[Begin Text shown]

'Anything I put out into the world, I want to be a prayer': musician Laura Marling on eschewing traditional merch for tarot-inspired prints
As Laura Marling prepares to release her eighth album, 'Patterns in Repeat', Craig McLean learns about another artistic pursuit that occupies her time
In autumn 2016, Laura Marling was playing a run of shows in the American Northwest and West. Starting in Washington state, the English singer-songwriter moved on to Oregon and then down to California.
“Me and my friend, who was on tour with me, were going down the coast,” Marling recalls of a journey that took them from Mill Valley, to Santa Cruz, to Santa Barbara. “And we were losing so much money on the tour that we were staying in campsites. It's not a boo-hoo story, it was fun to do,” she clarifies with a smile. “It was nice weather. But we were in tents – well, a single tent.
“We didn't have much cash, but we bought some lino and some really nice card and we started designing sigils. We would make 15 of them and sell them at the shows, and then that would be enough money for the campsite and the petrol for the car.”
The sigils were made as linocuts – “so they're easily repeatable" – and were postcard-sized, signed and dated. Marling charged $10 for each.

[End Text shown]

§ Work instructions:
Extend the Laura Marling article past its last sentence, the one giving the $10 price of each sigil.

[Begin Supplied information]

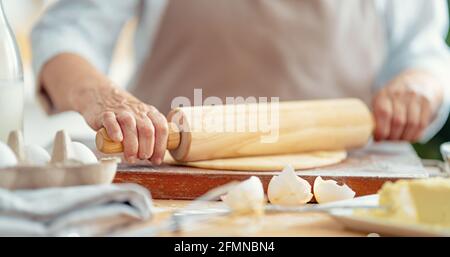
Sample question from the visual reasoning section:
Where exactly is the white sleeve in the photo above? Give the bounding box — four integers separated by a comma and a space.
376, 0, 450, 142
31, 0, 138, 75
31, 0, 138, 113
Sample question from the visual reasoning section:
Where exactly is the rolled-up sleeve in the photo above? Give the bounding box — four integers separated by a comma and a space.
31, 0, 138, 111
376, 0, 450, 142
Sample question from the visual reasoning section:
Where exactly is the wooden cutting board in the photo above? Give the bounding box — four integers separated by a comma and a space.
114, 143, 428, 200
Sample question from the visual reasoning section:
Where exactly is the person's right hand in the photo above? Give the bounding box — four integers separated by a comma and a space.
80, 85, 168, 165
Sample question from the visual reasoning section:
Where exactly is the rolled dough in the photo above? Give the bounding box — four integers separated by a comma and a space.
164, 151, 347, 171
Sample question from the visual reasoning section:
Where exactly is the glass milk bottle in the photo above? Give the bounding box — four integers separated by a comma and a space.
0, 0, 24, 142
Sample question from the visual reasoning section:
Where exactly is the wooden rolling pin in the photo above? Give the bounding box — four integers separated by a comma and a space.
96, 99, 374, 162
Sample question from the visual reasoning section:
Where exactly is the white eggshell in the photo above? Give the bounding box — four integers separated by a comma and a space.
0, 142, 17, 168
267, 165, 313, 206
25, 145, 50, 165
72, 142, 98, 164
222, 176, 265, 214
314, 176, 355, 203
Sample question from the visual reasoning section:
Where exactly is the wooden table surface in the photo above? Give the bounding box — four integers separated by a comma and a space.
120, 200, 367, 237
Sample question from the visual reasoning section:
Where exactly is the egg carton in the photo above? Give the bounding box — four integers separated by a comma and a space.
0, 131, 120, 190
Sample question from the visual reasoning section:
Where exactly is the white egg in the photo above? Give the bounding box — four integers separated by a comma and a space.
267, 165, 313, 206
222, 176, 265, 214
0, 142, 17, 168
72, 142, 98, 164
314, 176, 355, 203
25, 145, 50, 165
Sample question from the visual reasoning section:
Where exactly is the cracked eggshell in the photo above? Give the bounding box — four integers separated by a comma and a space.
314, 176, 355, 203
72, 142, 98, 164
0, 142, 18, 168
222, 176, 265, 214
267, 165, 313, 206
24, 145, 50, 165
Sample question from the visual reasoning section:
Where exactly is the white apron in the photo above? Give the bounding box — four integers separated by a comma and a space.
131, 0, 384, 114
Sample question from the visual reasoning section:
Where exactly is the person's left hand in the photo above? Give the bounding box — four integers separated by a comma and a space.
373, 70, 444, 142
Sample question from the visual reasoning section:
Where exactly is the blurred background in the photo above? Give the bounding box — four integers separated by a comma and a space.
3, 0, 450, 159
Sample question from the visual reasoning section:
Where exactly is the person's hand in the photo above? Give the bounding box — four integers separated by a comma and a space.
373, 70, 443, 142
80, 85, 168, 165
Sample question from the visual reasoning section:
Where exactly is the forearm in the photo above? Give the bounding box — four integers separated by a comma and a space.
40, 53, 113, 113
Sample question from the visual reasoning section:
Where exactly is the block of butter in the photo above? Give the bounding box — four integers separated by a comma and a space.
370, 178, 450, 228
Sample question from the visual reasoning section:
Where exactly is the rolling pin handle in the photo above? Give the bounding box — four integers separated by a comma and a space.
95, 122, 181, 154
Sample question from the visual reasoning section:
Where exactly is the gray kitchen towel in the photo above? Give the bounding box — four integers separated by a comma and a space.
0, 184, 152, 236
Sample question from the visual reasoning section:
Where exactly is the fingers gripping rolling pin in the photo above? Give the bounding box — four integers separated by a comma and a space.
96, 99, 374, 162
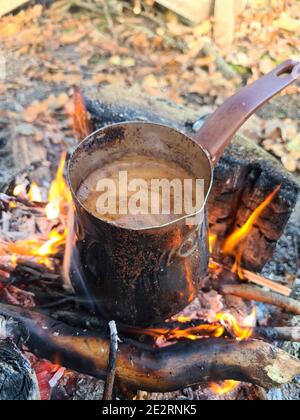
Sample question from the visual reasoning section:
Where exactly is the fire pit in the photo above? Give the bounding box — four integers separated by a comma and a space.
0, 91, 300, 399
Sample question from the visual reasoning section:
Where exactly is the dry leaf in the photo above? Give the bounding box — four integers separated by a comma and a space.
273, 12, 300, 32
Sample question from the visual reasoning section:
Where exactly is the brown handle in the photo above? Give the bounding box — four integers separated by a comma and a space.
195, 60, 300, 164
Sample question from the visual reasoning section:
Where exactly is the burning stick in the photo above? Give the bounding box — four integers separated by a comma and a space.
220, 284, 300, 315
0, 304, 300, 392
103, 321, 119, 401
62, 204, 75, 293
241, 269, 292, 297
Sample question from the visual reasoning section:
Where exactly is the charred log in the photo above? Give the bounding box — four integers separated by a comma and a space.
0, 339, 39, 401
87, 86, 299, 271
0, 304, 300, 392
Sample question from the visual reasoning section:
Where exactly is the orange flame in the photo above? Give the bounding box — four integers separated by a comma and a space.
13, 184, 26, 198
28, 182, 42, 203
223, 185, 281, 255
209, 380, 240, 395
208, 232, 217, 254
46, 152, 71, 220
0, 153, 71, 267
135, 308, 256, 341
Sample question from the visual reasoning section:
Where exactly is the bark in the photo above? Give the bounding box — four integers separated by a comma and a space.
86, 86, 299, 271
0, 304, 300, 392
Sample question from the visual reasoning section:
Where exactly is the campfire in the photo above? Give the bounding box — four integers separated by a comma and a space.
0, 90, 300, 398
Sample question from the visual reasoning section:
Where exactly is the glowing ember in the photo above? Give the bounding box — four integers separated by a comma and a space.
46, 153, 71, 220
208, 232, 217, 254
0, 153, 71, 268
223, 185, 281, 255
209, 380, 240, 395
28, 182, 42, 203
13, 184, 26, 198
135, 309, 256, 341
216, 308, 256, 341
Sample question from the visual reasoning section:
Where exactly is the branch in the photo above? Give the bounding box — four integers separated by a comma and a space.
219, 284, 300, 315
103, 321, 119, 401
253, 327, 300, 343
0, 304, 300, 392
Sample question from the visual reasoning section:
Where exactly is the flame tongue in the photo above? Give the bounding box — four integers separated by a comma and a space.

[End Supplied information]

§ Result for this task:
Prior to 2016, across the course of her first five albums, the 34-year-old hadn’t been much invested in T-shirts or any of the related paraphernalia that artists normally sell on tour. Or, as she puts it: “My merch has always been abysmal, terrible, because I'm not really interested in it.”
But this was different. “The prints were, you know, spiritually affirmative – because I was into all that stuff. Well, I still am into all stuff… But it felt nice to sell something that actually had a good intention behind it.”
The following year, for the Brit Award-winning musician’s sixth album Semper Femina (which would go on to be nominated for the Grammy for Best Folk Album), the artwork comprised, in part, another sigil. Marling sold larger-format works based on that sleeve design. She also made bespoke prints for each show on her subsequent tour. “Then I just got really into the craft of it.”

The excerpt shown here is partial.